--- start TEXT PASSAGE ---
Sidewalk and Street Damage
Controllers are responsible for repairing the damage done to street, sidewalk, or curb by the roots of public or private trees.
Prevention is the best way to deal with sidewalk problems. Selection of the right size and species of tree will prevent many problems. When planting trees, a 12" deep root barrier can be installed to guide tree roots below the sidewalk.
Root barriers are required when repair work is done to sidewalks already damaged by roots. When sidewalk repairs require the cutting of tree roots, the tops of the affected trees should also be pruned by removing any damaged, dying or crossing branches. This helps balance the tree's demand for water with the reduced ability of the root system to absorb it.
Doing the Job Yourself
You will be given helpful "how to" information along with your permit. If your tree activities will be impairing the use of the sidewalk or road, an encroachment permit from the City’s Engineering Division is also required. All debris must be removed from the streets by sunset of the day you do the work.
--- end TEXT PASSAGE ---
--- start DATA FOR PROCESSING ---
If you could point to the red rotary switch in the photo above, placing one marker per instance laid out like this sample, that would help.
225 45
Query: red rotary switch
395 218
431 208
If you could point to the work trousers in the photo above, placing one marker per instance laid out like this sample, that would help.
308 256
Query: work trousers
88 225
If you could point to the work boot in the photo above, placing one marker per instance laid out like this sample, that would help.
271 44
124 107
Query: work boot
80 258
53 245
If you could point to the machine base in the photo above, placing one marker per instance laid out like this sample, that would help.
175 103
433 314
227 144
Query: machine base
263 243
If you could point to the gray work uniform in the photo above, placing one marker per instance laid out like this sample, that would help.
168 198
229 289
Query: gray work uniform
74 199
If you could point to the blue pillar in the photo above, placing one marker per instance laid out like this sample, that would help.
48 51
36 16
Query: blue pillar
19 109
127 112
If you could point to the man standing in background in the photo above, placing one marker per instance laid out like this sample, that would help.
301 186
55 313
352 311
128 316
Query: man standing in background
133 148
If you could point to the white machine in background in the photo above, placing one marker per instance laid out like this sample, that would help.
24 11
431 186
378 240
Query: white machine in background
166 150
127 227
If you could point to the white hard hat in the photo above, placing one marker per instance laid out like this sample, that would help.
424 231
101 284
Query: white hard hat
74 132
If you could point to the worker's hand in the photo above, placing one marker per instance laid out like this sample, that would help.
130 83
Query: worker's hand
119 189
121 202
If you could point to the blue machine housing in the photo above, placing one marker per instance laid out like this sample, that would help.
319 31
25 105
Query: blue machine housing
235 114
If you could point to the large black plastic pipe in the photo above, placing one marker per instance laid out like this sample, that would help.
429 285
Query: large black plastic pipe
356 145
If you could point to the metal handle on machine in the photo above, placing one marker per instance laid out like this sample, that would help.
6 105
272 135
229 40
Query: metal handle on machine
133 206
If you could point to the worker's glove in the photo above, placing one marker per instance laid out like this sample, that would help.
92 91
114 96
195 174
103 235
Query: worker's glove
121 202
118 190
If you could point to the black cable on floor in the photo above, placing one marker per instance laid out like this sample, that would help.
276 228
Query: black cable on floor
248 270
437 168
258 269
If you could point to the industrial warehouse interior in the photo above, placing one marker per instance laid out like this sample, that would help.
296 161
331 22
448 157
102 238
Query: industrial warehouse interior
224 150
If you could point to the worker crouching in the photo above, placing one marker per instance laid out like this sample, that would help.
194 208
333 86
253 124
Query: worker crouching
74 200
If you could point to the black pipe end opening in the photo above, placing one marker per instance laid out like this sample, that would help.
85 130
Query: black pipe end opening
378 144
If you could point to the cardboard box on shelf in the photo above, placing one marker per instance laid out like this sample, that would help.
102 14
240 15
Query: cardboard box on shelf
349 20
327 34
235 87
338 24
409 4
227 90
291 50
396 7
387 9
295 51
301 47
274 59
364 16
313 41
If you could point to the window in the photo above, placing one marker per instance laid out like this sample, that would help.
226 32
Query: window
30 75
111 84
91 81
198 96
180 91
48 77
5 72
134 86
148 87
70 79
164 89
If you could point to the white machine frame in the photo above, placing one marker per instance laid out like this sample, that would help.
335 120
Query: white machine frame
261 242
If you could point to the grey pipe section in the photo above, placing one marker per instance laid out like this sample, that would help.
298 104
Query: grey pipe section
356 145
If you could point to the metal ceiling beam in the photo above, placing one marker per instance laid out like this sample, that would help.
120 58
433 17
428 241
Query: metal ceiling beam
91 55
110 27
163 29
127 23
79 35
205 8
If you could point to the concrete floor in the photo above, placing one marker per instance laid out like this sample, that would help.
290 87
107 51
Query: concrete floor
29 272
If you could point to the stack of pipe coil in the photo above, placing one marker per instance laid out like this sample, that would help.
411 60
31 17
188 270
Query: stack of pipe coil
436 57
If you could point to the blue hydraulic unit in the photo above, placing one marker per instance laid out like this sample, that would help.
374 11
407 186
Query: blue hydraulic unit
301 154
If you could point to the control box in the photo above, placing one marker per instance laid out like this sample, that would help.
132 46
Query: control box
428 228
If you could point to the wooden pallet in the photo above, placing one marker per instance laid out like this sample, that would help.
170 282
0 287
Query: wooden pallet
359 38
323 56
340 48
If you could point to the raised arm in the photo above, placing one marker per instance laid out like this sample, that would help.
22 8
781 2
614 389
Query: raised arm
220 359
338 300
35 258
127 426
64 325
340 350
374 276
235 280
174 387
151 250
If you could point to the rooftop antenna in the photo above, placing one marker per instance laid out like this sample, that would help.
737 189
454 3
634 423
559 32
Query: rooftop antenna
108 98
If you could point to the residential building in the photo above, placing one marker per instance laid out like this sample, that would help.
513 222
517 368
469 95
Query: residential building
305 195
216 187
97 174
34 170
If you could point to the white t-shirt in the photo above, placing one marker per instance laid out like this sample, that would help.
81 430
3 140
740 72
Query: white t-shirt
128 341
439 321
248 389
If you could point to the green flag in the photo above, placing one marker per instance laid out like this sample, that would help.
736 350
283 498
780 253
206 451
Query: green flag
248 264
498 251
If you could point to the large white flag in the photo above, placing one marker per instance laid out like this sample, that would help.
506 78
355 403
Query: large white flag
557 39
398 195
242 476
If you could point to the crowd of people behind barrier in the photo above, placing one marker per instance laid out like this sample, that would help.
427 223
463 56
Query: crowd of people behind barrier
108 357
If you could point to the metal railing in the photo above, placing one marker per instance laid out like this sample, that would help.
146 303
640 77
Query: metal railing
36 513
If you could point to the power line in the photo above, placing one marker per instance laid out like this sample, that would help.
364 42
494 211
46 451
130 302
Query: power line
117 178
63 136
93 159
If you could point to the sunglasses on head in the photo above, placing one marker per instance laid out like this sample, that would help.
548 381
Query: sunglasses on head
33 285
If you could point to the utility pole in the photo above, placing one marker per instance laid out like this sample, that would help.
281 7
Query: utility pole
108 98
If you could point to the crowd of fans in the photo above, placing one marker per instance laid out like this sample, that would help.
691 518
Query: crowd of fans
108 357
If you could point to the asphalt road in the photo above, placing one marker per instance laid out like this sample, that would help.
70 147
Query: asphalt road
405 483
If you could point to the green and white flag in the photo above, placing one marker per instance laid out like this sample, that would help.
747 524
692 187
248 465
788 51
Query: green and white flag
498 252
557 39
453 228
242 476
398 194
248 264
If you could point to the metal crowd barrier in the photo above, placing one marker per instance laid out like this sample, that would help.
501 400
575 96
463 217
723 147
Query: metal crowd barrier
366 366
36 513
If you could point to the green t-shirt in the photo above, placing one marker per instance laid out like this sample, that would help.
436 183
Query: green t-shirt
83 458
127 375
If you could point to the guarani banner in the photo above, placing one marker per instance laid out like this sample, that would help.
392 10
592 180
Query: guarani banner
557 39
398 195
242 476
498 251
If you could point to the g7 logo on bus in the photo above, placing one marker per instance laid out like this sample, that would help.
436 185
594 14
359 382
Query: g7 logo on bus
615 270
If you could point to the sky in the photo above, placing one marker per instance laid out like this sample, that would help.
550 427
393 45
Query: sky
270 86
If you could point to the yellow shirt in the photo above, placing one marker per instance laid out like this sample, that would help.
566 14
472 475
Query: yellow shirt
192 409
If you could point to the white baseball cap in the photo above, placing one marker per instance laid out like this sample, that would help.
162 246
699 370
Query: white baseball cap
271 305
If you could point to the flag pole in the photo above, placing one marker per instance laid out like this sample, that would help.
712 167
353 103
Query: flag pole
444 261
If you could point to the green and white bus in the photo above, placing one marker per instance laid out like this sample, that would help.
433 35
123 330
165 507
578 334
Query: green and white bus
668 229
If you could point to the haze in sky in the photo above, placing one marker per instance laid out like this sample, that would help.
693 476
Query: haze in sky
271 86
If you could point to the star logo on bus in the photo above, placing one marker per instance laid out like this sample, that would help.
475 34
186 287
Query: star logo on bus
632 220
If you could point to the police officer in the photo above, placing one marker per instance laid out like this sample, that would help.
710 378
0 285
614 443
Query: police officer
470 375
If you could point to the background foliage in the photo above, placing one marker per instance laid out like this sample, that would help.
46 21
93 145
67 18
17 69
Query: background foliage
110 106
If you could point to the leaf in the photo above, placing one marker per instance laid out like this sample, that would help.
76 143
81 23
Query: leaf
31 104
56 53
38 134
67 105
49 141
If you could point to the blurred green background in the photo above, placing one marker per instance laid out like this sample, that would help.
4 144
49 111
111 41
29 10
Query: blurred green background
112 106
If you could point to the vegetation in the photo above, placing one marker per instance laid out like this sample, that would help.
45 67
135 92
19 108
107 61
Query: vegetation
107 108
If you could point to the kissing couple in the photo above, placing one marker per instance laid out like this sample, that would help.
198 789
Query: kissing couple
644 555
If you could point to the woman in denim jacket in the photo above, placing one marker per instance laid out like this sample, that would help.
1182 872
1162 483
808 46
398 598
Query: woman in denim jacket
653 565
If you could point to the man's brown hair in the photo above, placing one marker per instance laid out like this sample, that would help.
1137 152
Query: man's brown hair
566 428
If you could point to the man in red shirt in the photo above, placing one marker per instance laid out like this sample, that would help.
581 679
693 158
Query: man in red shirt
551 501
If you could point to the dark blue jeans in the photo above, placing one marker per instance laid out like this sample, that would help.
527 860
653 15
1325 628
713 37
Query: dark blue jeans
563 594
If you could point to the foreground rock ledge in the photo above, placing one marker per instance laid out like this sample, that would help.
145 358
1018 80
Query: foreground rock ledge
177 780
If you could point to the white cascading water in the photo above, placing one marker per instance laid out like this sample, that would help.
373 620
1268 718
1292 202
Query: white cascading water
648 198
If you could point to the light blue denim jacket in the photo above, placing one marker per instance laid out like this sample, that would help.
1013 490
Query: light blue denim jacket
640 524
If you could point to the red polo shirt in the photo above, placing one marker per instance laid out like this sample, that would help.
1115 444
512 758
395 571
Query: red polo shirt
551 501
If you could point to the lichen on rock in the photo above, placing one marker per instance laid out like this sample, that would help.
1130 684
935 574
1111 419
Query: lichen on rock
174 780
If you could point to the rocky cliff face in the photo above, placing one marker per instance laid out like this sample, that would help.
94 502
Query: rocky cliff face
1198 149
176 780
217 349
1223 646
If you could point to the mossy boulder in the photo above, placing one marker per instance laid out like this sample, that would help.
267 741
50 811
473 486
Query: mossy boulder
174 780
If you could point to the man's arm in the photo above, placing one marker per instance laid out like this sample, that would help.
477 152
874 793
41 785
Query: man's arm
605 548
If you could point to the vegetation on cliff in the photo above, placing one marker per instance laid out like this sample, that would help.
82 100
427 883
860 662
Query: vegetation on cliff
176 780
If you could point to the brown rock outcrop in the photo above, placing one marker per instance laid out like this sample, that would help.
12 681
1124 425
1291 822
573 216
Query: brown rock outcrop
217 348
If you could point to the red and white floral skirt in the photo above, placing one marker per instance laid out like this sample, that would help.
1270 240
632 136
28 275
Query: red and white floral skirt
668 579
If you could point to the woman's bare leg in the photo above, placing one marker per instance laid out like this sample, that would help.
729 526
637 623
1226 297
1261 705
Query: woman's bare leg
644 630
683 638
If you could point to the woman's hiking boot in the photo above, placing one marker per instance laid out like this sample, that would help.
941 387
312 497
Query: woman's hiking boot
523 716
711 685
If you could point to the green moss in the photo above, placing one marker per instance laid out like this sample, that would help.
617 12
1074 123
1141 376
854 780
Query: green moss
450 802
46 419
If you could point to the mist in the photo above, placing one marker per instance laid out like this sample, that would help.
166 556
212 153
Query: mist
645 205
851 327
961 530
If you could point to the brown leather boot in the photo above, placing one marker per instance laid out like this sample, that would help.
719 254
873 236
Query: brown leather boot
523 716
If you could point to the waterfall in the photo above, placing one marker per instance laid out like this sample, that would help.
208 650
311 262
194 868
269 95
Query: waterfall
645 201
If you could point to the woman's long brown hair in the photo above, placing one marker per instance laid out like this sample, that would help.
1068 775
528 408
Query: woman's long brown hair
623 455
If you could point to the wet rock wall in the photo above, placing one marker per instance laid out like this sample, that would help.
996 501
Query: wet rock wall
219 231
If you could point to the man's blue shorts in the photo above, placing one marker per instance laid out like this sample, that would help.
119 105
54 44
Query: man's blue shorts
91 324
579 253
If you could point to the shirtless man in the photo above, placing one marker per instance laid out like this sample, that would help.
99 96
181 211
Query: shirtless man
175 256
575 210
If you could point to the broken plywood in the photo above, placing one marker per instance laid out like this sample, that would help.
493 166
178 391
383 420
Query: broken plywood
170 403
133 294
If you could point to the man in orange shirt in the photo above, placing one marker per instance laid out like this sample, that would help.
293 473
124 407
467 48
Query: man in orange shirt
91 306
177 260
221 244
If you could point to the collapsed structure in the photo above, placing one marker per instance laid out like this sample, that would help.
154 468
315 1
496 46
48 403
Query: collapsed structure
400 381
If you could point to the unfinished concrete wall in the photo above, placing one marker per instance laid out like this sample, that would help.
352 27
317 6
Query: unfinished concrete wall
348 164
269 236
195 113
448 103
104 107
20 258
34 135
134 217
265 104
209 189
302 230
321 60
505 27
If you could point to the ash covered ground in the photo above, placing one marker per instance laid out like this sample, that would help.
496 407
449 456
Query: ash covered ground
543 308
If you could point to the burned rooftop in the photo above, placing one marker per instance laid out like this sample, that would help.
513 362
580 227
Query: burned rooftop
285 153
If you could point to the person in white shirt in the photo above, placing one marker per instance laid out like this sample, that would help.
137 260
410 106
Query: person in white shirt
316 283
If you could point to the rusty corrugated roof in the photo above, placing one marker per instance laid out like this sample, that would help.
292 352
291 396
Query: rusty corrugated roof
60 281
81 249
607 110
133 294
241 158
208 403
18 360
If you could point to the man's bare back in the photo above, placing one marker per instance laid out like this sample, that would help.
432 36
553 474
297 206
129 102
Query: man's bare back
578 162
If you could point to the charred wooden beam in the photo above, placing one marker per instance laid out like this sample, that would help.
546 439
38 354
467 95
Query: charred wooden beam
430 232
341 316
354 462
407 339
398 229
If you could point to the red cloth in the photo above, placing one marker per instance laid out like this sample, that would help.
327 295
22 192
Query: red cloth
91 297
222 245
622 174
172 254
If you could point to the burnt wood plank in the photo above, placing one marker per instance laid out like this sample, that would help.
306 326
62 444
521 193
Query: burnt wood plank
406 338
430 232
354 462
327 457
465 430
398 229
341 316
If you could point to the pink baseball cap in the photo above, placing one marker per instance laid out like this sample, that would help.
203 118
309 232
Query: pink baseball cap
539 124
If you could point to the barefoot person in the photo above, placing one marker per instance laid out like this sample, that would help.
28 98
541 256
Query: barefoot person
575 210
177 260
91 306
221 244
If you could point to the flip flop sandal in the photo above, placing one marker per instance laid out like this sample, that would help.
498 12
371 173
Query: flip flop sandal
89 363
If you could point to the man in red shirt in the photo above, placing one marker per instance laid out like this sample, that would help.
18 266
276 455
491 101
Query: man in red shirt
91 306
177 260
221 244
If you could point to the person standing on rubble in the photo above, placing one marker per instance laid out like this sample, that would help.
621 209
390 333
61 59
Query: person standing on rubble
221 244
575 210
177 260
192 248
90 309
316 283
--- end DATA FOR PROCESSING ---
— TASKS AND EXERCISES —
**1.** Answer these questions using the text on sidewalk and street damage:
(a) Who is responsible for repairing damage done to street, sidewalk, or curb by the roots of public or private trees?
(b) How deep is the root barrier that can be installed when planting trees?
(c) By what time must all debris be removed from the streets?
**2.** Reproduce the part of the saved entries that opens with the line containing "If you could point to the pink" and runs through the end of the entries, both ends included.

— OUTPUTS FOR THE TASKS —
**1.**
(a) Controllers.
(b) 12 inches.
(c) By sunset of the day the work is done.

**2.**
If you could point to the pink baseball cap in the photo above, placing one marker per instance laid out like this sample, that would help.
203 118
309 232
Query: pink baseball cap
539 124
If you could point to the barefoot person in the photo above, placing one marker per instance laid out like this sample, that would help.
28 98
541 256
Query: barefoot person
575 210
177 260
91 306
221 244
If you could point to the flip flop sandal in the photo above, placing one marker per instance laid out like this sample, that would help.
498 12
371 173
Query: flip flop sandal
89 363
If you could point to the man in red shirt in the photo above, placing one marker per instance laid out like this sample, that would help.
18 266
276 455
491 101
Query: man in red shirt
91 306
177 260
221 244
If you could point to the person standing on rubble in the photo above, placing one marker per instance laid out like this sample, that would help.
621 209
390 333
61 59
Query: person standing on rubble
221 244
575 210
177 260
192 248
90 309
316 283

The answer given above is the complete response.